=== SHORT EXERCISE ===
Copy word for word only the lines of the items below from the one with "Spot each mirror arm here." to the one with "322, 110, 361, 135", including both of those lines.

>>

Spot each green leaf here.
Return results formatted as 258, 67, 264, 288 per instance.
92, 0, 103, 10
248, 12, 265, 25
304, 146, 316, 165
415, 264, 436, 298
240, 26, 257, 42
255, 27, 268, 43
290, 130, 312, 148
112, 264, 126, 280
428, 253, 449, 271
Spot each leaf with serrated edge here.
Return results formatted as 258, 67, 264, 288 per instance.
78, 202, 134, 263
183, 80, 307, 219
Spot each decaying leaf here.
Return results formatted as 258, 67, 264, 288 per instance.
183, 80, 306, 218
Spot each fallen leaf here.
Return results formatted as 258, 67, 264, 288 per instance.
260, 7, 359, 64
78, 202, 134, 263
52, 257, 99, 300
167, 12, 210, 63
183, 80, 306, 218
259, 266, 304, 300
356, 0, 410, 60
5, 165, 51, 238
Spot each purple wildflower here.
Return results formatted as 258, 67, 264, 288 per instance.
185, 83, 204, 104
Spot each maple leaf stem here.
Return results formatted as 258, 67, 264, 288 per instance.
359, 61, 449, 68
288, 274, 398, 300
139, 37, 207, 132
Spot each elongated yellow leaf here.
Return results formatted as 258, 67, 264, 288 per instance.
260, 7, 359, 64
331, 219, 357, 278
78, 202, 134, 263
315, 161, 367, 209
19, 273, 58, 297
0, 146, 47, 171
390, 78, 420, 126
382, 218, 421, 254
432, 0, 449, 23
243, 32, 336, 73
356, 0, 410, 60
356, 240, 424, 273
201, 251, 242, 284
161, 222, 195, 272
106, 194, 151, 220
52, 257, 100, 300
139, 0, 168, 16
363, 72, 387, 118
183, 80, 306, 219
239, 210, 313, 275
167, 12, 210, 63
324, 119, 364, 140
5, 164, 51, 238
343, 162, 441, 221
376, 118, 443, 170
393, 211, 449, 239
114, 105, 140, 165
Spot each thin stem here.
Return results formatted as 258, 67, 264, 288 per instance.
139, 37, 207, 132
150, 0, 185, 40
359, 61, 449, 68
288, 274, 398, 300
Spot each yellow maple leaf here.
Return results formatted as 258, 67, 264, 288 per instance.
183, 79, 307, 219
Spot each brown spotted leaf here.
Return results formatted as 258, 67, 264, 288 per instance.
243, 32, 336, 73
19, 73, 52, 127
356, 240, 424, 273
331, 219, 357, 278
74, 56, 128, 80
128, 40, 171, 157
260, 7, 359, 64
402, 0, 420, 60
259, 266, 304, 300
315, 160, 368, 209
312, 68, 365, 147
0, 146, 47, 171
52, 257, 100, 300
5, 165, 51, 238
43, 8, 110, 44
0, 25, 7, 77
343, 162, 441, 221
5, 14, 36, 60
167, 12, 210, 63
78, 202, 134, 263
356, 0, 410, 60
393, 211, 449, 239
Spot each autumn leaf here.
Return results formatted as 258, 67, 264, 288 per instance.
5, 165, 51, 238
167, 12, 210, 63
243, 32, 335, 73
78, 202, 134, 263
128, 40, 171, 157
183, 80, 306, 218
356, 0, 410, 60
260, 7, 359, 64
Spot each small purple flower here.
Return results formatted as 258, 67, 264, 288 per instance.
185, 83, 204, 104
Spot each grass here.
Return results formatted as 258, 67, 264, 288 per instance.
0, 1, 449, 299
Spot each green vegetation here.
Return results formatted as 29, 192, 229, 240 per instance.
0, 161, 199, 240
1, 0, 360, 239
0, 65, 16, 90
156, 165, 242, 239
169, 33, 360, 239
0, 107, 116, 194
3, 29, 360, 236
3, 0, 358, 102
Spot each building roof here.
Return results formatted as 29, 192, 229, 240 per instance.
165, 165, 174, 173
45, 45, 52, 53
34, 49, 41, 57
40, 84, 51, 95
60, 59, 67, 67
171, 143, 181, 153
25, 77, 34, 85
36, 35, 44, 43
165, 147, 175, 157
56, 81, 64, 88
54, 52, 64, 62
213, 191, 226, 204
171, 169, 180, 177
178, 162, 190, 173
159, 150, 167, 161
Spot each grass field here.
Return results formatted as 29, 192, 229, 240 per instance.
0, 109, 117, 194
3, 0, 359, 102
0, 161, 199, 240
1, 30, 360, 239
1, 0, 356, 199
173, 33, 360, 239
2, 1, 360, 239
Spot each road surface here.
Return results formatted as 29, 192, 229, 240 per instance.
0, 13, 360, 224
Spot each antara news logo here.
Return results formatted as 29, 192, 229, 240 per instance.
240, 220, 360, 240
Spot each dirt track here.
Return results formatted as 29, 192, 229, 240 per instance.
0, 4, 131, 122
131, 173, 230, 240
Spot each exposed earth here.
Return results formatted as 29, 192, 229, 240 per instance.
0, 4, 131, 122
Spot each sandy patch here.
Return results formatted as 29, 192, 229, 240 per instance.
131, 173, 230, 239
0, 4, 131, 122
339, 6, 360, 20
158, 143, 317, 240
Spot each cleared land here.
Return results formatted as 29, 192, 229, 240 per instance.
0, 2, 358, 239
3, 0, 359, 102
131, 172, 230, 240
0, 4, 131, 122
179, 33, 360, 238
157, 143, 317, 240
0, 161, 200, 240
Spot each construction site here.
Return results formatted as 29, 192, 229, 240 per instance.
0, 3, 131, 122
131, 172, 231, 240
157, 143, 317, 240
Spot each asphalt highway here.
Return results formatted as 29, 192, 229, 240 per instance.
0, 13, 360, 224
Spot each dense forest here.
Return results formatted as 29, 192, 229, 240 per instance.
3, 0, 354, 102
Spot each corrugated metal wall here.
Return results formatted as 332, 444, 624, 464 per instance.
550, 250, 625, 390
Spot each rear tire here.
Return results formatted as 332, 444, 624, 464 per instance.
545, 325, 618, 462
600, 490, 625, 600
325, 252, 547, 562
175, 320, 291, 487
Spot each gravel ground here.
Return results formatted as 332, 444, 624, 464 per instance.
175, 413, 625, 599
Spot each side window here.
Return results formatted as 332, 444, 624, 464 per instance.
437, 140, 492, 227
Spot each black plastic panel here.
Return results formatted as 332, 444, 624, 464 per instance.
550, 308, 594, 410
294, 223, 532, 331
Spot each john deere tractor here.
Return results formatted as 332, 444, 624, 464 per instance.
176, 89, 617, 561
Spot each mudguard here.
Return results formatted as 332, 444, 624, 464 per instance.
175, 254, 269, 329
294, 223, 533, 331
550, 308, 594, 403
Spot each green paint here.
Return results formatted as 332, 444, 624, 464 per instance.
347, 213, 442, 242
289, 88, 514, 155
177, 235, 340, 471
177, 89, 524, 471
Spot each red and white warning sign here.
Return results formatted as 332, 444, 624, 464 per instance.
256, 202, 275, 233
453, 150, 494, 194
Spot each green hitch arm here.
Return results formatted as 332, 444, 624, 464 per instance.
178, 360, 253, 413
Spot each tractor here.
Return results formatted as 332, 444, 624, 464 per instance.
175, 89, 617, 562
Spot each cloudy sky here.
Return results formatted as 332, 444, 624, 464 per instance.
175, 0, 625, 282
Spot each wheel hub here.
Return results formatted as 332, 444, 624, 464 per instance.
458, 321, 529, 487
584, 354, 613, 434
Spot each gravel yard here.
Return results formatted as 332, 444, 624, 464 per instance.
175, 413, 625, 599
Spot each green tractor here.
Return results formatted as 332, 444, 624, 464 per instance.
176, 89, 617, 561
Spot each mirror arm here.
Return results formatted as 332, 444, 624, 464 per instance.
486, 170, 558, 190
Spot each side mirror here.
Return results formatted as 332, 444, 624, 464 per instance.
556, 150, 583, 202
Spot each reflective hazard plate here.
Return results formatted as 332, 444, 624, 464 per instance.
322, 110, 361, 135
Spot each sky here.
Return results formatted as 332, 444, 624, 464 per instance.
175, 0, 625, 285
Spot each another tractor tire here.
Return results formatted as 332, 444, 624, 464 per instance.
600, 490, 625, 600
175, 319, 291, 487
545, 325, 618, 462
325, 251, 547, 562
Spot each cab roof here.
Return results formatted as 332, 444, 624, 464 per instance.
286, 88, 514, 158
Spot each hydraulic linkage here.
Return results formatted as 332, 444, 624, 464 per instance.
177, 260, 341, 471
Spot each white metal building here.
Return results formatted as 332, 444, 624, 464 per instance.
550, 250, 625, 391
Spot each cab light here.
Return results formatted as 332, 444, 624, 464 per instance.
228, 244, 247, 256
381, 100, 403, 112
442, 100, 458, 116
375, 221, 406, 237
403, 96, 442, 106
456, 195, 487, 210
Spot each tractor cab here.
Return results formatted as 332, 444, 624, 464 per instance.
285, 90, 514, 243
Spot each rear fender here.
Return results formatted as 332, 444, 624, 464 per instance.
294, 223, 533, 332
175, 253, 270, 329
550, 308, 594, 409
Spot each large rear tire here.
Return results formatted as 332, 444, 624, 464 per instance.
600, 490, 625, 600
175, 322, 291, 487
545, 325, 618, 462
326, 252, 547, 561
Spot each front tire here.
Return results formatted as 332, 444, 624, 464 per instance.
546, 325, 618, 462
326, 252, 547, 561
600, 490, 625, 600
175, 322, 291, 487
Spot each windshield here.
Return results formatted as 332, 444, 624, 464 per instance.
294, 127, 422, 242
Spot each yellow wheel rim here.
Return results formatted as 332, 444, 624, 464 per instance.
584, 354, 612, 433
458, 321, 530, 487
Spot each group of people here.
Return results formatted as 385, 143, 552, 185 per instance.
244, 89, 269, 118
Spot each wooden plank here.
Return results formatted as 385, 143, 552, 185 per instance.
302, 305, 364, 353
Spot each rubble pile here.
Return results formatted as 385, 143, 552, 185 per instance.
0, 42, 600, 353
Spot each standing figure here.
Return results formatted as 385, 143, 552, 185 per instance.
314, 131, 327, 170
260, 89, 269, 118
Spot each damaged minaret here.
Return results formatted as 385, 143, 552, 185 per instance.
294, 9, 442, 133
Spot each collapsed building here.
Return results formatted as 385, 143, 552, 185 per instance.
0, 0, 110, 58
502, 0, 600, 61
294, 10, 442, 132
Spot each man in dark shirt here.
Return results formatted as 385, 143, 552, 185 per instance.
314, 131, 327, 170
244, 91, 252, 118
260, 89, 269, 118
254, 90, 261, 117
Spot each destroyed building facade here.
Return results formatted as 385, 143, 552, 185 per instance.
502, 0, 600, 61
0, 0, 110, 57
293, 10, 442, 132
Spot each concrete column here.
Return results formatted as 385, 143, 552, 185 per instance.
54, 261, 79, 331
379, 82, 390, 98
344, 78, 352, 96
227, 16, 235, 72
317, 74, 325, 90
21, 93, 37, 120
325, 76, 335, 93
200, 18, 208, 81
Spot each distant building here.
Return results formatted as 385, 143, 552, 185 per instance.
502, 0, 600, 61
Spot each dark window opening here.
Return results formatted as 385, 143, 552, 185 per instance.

<<

=== ANSWER TO THE PROBLEM ===
Spot each mirror arm here.
Return results formatted as 332, 444, 624, 464 per instance.
486, 170, 558, 190
Spot each side mirror here.
Return results formatted as 332, 444, 624, 464 per instance.
556, 150, 583, 202
Spot each reflective hazard plate here.
Return results formatted as 332, 444, 624, 464 per instance.
322, 110, 361, 135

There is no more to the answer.